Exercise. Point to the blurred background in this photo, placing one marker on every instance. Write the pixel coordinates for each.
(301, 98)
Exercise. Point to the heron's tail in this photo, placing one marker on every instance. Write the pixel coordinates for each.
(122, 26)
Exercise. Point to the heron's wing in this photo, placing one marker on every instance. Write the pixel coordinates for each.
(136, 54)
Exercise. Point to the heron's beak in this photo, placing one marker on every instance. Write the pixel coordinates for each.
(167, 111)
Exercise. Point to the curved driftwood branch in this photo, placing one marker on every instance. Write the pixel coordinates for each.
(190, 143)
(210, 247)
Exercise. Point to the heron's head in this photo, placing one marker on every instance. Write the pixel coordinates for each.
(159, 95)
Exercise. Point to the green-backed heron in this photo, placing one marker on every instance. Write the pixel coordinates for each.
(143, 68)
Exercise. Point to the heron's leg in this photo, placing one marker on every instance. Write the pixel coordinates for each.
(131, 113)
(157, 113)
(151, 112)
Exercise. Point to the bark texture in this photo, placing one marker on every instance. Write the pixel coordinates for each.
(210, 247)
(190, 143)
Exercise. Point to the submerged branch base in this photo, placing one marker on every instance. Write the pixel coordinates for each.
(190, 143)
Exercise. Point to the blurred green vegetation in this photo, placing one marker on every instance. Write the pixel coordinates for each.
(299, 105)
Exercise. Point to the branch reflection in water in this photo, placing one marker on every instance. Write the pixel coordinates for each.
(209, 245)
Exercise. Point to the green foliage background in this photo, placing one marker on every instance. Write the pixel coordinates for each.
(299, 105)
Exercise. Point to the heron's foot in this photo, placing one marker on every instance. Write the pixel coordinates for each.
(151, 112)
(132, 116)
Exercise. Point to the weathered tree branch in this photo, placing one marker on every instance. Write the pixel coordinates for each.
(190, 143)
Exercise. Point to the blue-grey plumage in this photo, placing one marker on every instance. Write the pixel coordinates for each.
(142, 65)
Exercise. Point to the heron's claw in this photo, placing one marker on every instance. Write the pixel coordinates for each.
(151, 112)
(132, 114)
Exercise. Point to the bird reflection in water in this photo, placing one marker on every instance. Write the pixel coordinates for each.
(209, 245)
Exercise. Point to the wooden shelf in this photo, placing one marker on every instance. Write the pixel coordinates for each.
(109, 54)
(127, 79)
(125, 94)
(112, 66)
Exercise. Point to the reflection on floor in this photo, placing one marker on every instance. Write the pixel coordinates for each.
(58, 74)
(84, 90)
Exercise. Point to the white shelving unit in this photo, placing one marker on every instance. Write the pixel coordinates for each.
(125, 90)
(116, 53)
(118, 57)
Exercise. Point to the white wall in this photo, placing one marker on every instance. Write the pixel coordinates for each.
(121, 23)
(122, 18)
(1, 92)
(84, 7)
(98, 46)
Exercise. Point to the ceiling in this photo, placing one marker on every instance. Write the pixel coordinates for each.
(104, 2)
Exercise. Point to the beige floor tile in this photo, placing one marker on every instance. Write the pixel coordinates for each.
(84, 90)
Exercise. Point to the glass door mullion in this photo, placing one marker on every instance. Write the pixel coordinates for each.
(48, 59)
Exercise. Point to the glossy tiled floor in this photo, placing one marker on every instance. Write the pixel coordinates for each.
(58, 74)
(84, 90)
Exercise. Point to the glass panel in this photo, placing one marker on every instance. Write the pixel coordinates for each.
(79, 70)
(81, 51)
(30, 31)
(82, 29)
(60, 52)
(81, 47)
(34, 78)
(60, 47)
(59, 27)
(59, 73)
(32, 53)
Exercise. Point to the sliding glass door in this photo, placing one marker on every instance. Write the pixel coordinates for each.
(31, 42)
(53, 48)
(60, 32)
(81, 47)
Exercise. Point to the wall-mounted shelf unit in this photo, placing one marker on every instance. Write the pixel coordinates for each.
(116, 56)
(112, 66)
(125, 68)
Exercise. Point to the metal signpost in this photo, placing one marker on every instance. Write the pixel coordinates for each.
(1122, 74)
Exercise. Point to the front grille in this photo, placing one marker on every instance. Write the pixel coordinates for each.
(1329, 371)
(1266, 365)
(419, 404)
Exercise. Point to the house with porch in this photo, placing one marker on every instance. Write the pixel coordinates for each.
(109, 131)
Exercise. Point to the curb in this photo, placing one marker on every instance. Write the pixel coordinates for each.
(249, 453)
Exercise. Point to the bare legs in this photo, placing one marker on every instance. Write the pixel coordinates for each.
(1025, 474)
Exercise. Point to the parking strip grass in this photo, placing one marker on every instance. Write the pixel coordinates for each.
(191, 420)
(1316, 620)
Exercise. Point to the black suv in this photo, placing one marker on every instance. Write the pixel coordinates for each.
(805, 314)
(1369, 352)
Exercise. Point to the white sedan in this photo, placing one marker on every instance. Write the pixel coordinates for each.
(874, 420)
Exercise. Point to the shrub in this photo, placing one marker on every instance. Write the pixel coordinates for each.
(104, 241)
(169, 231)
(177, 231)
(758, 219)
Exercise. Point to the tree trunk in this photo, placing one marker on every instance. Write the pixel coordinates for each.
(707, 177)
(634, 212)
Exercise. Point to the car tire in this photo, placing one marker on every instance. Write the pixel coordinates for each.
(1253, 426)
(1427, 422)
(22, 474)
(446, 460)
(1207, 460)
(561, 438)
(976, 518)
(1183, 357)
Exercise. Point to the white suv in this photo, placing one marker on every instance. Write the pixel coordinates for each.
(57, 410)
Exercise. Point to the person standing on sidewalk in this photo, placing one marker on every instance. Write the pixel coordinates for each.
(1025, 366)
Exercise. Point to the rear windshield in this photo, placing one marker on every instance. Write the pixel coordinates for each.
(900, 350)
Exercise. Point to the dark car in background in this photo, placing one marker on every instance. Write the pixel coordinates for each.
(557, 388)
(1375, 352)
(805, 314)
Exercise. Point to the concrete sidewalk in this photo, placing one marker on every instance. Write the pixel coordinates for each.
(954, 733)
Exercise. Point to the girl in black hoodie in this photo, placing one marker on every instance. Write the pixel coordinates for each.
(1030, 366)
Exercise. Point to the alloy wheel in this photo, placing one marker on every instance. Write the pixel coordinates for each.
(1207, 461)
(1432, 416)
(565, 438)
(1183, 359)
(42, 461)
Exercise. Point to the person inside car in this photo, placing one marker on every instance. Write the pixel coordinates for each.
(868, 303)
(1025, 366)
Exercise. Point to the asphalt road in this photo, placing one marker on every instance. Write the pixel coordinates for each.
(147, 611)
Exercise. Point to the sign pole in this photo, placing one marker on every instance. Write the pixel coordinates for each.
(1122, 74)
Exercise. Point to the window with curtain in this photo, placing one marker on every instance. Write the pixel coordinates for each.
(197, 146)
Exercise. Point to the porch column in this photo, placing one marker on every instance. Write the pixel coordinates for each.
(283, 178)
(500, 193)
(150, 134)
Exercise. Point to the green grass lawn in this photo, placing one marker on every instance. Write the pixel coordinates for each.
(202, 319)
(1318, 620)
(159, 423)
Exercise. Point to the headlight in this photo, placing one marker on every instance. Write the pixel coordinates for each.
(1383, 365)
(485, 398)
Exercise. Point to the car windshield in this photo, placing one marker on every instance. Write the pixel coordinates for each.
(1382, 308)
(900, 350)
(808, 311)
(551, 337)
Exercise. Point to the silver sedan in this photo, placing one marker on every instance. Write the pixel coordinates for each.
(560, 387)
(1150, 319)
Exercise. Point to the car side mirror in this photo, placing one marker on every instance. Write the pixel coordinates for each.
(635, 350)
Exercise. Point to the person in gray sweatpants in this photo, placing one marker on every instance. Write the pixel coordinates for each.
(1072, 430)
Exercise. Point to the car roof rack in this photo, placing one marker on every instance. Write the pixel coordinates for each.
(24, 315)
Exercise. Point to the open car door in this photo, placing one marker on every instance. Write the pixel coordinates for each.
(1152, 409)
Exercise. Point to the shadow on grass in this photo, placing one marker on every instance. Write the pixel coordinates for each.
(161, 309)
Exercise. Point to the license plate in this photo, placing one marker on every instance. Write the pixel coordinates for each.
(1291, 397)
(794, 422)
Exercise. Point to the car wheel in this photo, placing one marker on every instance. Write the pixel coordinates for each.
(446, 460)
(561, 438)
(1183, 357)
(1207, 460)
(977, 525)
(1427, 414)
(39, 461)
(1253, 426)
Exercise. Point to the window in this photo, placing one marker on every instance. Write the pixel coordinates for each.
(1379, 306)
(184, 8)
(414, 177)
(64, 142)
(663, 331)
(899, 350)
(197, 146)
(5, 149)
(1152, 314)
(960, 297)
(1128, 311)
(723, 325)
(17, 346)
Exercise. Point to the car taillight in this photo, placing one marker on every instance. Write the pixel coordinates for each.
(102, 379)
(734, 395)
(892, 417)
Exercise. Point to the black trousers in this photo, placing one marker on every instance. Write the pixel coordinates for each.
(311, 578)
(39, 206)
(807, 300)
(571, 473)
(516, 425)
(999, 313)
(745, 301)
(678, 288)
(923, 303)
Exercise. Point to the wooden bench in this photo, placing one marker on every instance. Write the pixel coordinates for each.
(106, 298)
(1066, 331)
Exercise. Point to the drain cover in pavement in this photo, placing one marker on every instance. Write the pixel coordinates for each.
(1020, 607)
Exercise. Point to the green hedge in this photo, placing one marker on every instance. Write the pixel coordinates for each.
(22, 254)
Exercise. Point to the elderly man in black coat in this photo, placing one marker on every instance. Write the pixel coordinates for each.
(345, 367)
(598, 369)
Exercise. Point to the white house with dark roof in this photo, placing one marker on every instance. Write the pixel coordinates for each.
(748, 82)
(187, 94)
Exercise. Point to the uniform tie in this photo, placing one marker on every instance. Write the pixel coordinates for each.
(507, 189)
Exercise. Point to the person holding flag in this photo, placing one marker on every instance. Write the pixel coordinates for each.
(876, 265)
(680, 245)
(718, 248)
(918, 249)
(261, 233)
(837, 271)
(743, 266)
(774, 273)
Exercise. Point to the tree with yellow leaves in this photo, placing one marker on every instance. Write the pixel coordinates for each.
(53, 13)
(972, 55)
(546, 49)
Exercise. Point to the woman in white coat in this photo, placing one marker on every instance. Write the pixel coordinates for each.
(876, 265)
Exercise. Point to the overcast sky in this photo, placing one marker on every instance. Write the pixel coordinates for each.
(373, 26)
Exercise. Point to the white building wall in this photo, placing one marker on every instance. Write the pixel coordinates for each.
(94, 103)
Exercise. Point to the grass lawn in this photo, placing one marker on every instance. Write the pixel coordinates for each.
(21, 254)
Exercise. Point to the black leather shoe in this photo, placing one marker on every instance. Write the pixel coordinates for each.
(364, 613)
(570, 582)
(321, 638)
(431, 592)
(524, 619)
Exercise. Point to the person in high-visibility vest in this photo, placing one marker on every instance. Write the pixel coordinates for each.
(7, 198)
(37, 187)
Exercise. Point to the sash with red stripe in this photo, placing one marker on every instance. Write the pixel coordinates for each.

TASK STATEMENT -
Everything from the line that contains "Exercise. Point to the white building" through the final line of the listing is to be restated word for word, and nothing more.

RESULT OF THE TASK -
Exercise. Point to the white building wall in this photo, placing one marker on every instance. Write the pixel coordinates for each.
(94, 103)
Exercise. Point to the grass lawn in this photo, placing one marker on every instance. Write the pixel coordinates for each.
(21, 254)
Exercise. Point to the black leather shoe in this photo, placing one marker on every instance. Write the pixel coordinates for each.
(364, 613)
(570, 582)
(321, 638)
(431, 592)
(524, 619)
Exercise. Point to the person in high-visibility vest in this photo, placing one marker on every instance. Write the pixel coordinates for each.
(7, 198)
(37, 187)
Exercise. Point to the sash with red stripe in this photo, placing one marker on every instance. Write the pixel coordinates for each.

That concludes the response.